> PASSAGE FOR REVIEW

Huang X, Yan HD, Zhang XQ, Zhang J, Frazier TP, Huang DJ, Lu L, Huang LK, Liu W, Peng Y, Ma X, Yan YH - Front Plant Sci (2016)

Bottom Line: In addition, a total of 86,731 "Yaan" and 48,645 "1110" unigenes were successfully annotated.We randomly tested 16 of the SNP primers and 54 of the SSR primers and found that the majority of these primers successfully amplified the desired PCR product.The amount of RNA sequencing data that was generated for these two Hemarthria species greatly increases the amount of genomic information available for Hemarthria and the SSR and SNP markers identified in this study will facilitate further advancements in genetic and molecular studies of the Hemarthria genus.

View Article: PubMed Central - PubMed

Affiliation: Department of Grassland Science, Animal Science and Technology College, Sichuan Agricultural University Chengdu, China.

> EXCERPTED RECORDS
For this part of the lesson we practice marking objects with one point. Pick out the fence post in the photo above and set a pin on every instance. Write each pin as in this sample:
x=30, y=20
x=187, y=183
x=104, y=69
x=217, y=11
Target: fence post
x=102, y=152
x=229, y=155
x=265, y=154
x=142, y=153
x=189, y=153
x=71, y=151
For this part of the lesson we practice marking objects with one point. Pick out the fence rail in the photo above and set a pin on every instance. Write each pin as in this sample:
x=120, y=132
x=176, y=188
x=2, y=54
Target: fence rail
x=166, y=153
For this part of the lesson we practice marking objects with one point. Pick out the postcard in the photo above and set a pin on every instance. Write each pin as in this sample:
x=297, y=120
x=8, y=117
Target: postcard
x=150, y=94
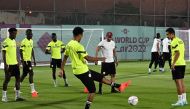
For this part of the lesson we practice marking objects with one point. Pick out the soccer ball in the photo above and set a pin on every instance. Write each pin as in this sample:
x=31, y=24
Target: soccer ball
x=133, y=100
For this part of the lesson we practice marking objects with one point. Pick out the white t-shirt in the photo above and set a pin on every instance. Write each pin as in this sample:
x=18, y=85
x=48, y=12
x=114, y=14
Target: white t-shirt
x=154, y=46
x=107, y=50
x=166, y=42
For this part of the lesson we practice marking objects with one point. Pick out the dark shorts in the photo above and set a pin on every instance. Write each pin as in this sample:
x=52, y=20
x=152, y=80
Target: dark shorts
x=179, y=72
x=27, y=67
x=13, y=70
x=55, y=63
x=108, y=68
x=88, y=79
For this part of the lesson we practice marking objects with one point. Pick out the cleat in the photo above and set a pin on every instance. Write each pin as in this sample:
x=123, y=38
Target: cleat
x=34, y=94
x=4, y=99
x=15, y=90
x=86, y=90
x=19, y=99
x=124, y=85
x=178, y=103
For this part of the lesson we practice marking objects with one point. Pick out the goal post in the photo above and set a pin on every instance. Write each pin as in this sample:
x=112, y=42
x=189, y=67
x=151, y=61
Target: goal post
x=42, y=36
==
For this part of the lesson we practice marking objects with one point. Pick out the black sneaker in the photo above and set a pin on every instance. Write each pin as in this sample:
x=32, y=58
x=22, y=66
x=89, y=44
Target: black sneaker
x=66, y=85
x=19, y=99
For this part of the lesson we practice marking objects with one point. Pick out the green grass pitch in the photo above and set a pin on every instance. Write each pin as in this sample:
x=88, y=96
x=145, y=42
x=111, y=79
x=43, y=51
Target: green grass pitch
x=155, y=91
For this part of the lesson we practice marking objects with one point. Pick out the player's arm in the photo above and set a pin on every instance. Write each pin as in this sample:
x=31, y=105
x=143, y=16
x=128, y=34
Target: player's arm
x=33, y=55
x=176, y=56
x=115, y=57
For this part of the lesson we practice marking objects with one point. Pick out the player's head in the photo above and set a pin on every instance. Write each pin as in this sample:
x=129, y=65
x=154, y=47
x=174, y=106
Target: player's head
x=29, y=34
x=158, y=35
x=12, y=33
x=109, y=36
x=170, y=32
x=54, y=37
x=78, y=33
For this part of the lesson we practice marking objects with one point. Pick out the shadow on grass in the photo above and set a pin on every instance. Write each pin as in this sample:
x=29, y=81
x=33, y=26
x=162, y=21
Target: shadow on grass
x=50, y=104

> PROBLEM STATEMENT
In the Hemarthria study summary, how many of the SNP primers were randomly tested? The records come from a separate source unrelated to the text.

> ANSWER TO THIS PROBLEM
16